Source data section start

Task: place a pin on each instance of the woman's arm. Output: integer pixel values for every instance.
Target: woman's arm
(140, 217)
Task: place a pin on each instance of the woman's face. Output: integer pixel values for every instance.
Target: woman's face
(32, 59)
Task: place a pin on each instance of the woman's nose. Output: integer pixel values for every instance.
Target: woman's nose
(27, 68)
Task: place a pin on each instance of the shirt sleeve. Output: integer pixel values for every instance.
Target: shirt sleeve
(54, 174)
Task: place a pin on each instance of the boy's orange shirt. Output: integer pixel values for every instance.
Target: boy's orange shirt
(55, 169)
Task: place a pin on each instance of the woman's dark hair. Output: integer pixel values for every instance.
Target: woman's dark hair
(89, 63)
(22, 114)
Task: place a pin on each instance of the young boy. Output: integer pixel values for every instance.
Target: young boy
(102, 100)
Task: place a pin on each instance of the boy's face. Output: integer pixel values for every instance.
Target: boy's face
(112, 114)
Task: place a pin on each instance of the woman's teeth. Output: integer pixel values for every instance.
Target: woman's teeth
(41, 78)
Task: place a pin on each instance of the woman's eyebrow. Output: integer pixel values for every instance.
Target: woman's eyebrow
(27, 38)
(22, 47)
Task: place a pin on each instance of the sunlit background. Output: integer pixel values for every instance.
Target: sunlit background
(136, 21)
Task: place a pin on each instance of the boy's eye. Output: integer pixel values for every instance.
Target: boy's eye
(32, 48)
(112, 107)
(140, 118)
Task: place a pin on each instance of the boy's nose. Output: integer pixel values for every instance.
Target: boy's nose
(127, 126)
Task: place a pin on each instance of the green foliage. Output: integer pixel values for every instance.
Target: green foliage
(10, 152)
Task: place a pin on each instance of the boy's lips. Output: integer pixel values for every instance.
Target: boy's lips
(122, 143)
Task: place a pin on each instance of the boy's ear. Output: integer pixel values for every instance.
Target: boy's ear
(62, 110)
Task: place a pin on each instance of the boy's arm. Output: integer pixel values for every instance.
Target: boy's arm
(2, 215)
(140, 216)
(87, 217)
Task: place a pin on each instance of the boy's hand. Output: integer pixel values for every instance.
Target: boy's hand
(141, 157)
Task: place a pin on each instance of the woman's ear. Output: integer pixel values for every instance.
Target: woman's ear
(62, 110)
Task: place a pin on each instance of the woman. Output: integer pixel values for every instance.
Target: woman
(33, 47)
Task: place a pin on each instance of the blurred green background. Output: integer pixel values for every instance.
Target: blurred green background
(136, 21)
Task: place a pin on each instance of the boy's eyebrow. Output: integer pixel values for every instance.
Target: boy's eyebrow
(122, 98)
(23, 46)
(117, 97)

Source data section end

Write the data out once more, exactly as it was given.

Exercise result:
Task: place a pin on each instance of the woman's arm. Output: integer pixel values for every instance.
Target: woman's arm
(140, 217)
Task: place a pin on each instance of the woman's face. Output: integer pixel values for every instance.
Target: woman's face
(32, 59)
Task: place a pin on each instance of the woman's nose. Output: integer pixel values for every instance.
Target: woman's nose
(27, 68)
Task: place a pin on each instance of the shirt sleeve. Output: integer pixel values for every instance.
Target: shirt sleeve
(54, 174)
Task: place a pin on each instance of the boy's orange shirt. Output: integer pixel values for every instance.
Target: boy's orange shirt
(55, 169)
Task: place a pin on each instance of the woman's dark hair. Output: integer pixel values for every instance.
Target: woman's dark hair
(89, 63)
(22, 114)
Task: place a pin on each instance of the young boy. Output: integer pixel values for every instance.
Target: young boy
(102, 100)
Task: place a pin on each instance of the boy's face. Output: integer pixel values for every instance.
Target: boy's face
(112, 114)
Task: place a pin on each instance of the woman's teeth. Output: integer pixel values for every instance.
Target: woman's teeth
(41, 78)
Task: place a pin on each instance of the woman's eyebrow. Output: integer pixel values for every instance.
Target: woman's eyebrow
(27, 38)
(22, 47)
Task: place a pin on each instance of the sunlit background. Output: integer pixel values for every instance.
Target: sunlit background
(136, 21)
Task: place a pin on each instance of the boy's eye. Output: integer pixel values for every instance.
Target: boy's eye
(32, 48)
(112, 107)
(140, 118)
Task: place a pin on each instance of the boy's nose. Output: integer pixel values for every instance.
Target: boy's nose
(127, 126)
Task: place a pin on each instance of the green foliage. Output: integer pixel values for every instance.
Target: green foliage
(10, 152)
Task: place a pin on each instance of the boy's lips. Output: integer pixel values for every instance.
Target: boy's lips
(122, 143)
Task: place a pin on each instance of the boy's ear. Output: integer pixel values for every instance.
Target: boy's ear
(62, 110)
Task: place a pin on each instance of the boy's arm. Output: integer pixel values for every instance.
Target: boy's arm
(2, 215)
(140, 216)
(87, 217)
Task: place a pin on each instance of the boy's hand. Output: integer pixel values for every instance.
Target: boy's hand
(141, 157)
Task: place a pin on each instance of the woman's ear. Output: integer pixel values for every instance.
Target: woman's ear
(62, 110)
Task: place a pin on each instance of the woman. Output: integer pixel values for every instance.
Target: woman
(33, 47)
Task: place a pin on each instance of the blurred green background. Output: integer pixel values for every instance.
Target: blurred green background
(136, 21)
Task: place a pin on each instance of the boy's eyebrow. Output: integer pixel values for every instance.
Target: boy's eyebrow
(122, 98)
(23, 46)
(117, 97)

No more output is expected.